▶ _INSTRUÇÕES_:
1 > Responda com base no texto sobre a Rio+20:
(a) Quem é o negociador-chefe do Brasil para a Rio+20?
(b) A que três termos John Elkington se referia com a metáfora dos "três pilares"?
(c) Que três outras esferas o texto considera impossível ignorar quando se fala do processo de desenvolvimento?
2 > Reproduza sem nenhuma alteração todas as linhas de dados, da que começa por "Point on each instance of the foil wrapper" até "Target: yellow stripe pattern".

▶ _TEXTO_:
··········

Muito se contradisse o negociador-chefe do Brasil para a Rio+20, embaixador André Corrêa do Lago, ao responder às excelentes perguntas da repórter especial do Valor Daniela Chiaretti (16/2, p. A13). Ele ressaltou que há 20 anos ninguém podia imaginar que a Convenção do Clima se tornaria a principal negociação econômica no mundo. Mesmo assim, rechaçou a hipótese de que a cúpula de junho tenha ênfase ambiental. Pior: serviu-se da conhecida parábola dos "três pilares" contra o terceiro princípio da Declaração do Rio: o de equidade entre necessidades desenvolvimentistas e ambientais.
Se ele mesmo diz que um tema eminentemente ambiental, como é a questão climática, acabou por gerar a principal negociação econômica do mundo, não deveria ao menos enxergar vasos comunicantes entre supostos "três pilares"?
Quando John Elkington lançou essa metáfora para sensibilizar executivos de multinacionais, ele se referia a lucro, gente e planeta, termos que em sua língua começam pela letra "p": "profit", "people" e "planet" (ver resenha do clássico de Elkington no Valor de 27/09/2011, p. D10). Não tinha como imaginar que, quinze anos depois, seu insight seria usado para se vender a ladainha de que as sociedades se apoiariam em três pilares distanciados e paralelos.
País deveria defender igualdade na cúpula voltada a "repensar o
desenvolvimento" do mundo
Muito antes da emergência do ideal da sustentabilidade, já se mostrava impossível separar o econômico do social e vice-versa. Além disso, quando se evoca o processo de desenvolvimento, não é possível ignorar a importância crucial de ao menos três outras esferas: política, cultural e psicológica. Boa pedagogia faz com que sejam evitadas em treinamentos empresariais, já que seu objeto não é o conjunto da sociedade.
E se o truque for rebater tal crítica com a chicana de que todas as outras esferas seriam partes da dimensão social, então fica muito mais grave o problema da conexão que a economia mantém com a biosfera (ambiente), ambas reagindo a uma incomensurável imensidão que seria o "social". Enfim, por ser todo o alicerce do desenvolvimento humano, o ambiente não pode ser retoricamente rebaixado a mero fator de um trinômio.
Mesmo supondo-se que as dimensões do desenvolvimento sustentável pudessem ser reduzidas aos três pilares dos negócios, eles não seriam assimiláveis a pilotis de um prédio. Nesse reducionismo, a metáfora precisaria realçar o caráter poroso das intersecções. Afinal, os supostos "pilares" da sociedade são atravessados por fluxos que permanentemente se misturam. Uma osmose que torna a integração dos vetores de desenvolvimento o nó górdio do processo.
Ora, é exatamente essa integração que deveria demover o Brasil de assumir na preparação da Rio+20 o positivismo dos "três pilares". Essencialmente porque é o combate às desigualdades - tanto entre as nações (eufemisticamente chamadas de "assimetrias"), quanto nacionais (principalmente, mas não apenas de renda) - que dá a liga do desenvolvimento sustentável, seja quantos forem seus imaginários "pilares". Como as mais cruciais desigualdades são reproduzidas antes de tudo por razões ideológicas, o Brasil não deveria enfiar essa viola no saco.

··········

▶ _LINHAS DE DADOS_:
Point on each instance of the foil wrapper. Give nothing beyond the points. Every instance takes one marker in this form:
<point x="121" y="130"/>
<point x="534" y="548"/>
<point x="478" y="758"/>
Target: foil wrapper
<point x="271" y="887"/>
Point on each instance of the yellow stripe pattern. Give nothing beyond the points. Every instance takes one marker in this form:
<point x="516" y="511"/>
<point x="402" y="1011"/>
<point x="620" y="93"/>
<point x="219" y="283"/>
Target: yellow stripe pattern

··········

▶ _RESPOSTAS COMENTADAS_:
1 >
(a) O embaixador André Corrêa do Lago.
(b) Lucro, gente e planeta ("profit", "people" e "planet").
(c) Política, cultural e psicológica.

2 >
Point on each instance of the foil wrapper. Give nothing beyond the points. Every instance takes one marker in this form:
<point x="121" y="130"/>
<point x="534" y="548"/>
<point x="478" y="758"/>
Target: foil wrapper
<point x="271" y="887"/>
Point on each instance of the yellow stripe pattern. Give nothing beyond the points. Every instance takes one marker in this form:
<point x="516" y="511"/>
<point x="402" y="1011"/>
<point x="620" y="93"/>
<point x="219" y="283"/>
Target: yellow stripe pattern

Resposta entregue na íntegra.